25 years later

10/11/2014
25 years later

Imported from the Blogactiv.eu blogging platform, closed without warning in 2021. Links, images and embeds not guaranteed, and comments not displayed.

Chancellor Helmut Kohl in front of the Brandenburg Gate, 25 years after the launch a process that led to the reunification of much more than Germany (@bild).

The above photo is incredible. But how will it be viewed in 25 more years?

Of course it's supposed to be a celebration, and it is. But I wouldn't be surprised if, in 25 more years, the spotlight shining down on Mr Kohl is reframed as a setting sun. It will require a little willful ignorance of geography, but willful ignorance seems never to be in short supply in Europe.

Let's face it - there's a real chance that in 25 more years, in 2039, the process of reunification and then enlargement symbolised by this photo will be seen as the high water mark of the European project, until then implemented by a small elite, well over the heads of a European population living in the dark shadow of the Iron Curtain.

But then the Curtain fell. The EU began enlarging to the East - probably the project's greatest success - as it embarked on the Single Currency - possibly it's greatest screwup. In parallel, the world globalised and the Internet came into our homes. By the time Romania and Bulgaria joined the EU, the internet had reached our pockets via our smartphones ... and found the euro already there, burning a hole.

▶ _TASK BRIEF_: Continue the blog post about reunification and the European project, starting right after its last sentence.

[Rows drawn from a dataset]
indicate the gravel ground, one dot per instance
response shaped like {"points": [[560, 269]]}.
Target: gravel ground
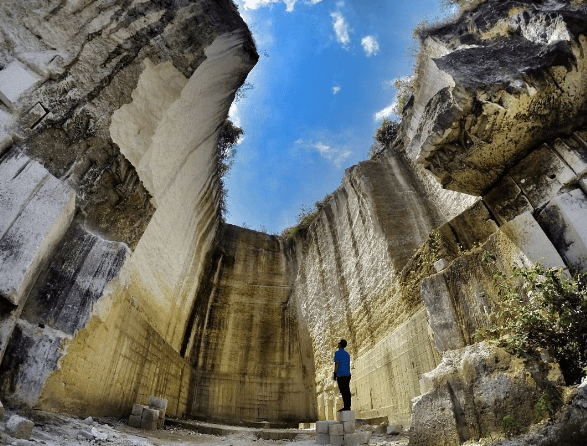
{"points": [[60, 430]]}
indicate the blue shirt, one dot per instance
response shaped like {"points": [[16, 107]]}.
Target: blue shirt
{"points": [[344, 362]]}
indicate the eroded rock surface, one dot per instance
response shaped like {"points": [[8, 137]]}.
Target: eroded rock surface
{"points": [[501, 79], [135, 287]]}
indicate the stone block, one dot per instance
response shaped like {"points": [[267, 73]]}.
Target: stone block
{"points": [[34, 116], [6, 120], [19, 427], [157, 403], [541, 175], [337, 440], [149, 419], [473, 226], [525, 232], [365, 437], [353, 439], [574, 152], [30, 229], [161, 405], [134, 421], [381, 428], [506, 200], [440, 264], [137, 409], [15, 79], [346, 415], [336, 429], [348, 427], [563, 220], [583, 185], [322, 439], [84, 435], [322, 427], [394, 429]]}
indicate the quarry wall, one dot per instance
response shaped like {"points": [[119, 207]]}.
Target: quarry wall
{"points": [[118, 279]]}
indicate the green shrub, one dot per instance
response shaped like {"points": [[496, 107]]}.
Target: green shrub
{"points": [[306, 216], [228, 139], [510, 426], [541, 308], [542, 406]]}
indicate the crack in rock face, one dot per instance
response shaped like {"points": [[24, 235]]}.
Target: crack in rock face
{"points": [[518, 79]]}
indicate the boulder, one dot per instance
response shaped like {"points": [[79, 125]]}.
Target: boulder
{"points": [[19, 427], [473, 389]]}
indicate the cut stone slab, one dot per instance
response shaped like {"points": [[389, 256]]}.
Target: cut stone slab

▶ _EXERCISE ANSWER_:
So just as a wider and deeper EU started impacting more and more on our lives, the digital society stimulated people to take a greater interest in how they, and their world, were governed. And as the ECB started removing democratically elected governments, perhaps it is unsurprising that they didn't like what they saw - after all, at the last elections, "around three-quarters of the electorate believed the EU Unimportant OR Harmful AND/OR Undemocratic" (Dialogue of the deaf).

From the perspective of 2039, then, they may rue the fact that the EU remained an elite project for so long, that for decades neither Institution nor Member State brought Europe's population with them on the journey to ever greater Union, never explained what they were up to in Brussels, never showed them how the EU works, or the value it adds to their lives.

But the historians of 2039 may well point out that this was inevitable. The EU, after all, had been formed over those decades by generations of civil servants and politicians who had never had to explain the EU to anyone, who were personally disconnected from the rest of Europe, and only knew people as firmly convinced of the rightness of the cause as they themselves were. Bringing the people with them just wasn't in the DNA, and it wasn't even clear whose job it was.

Of course, this is only one possible future. I sincerely hope, for the sake of my children, that it doesn't come to pass.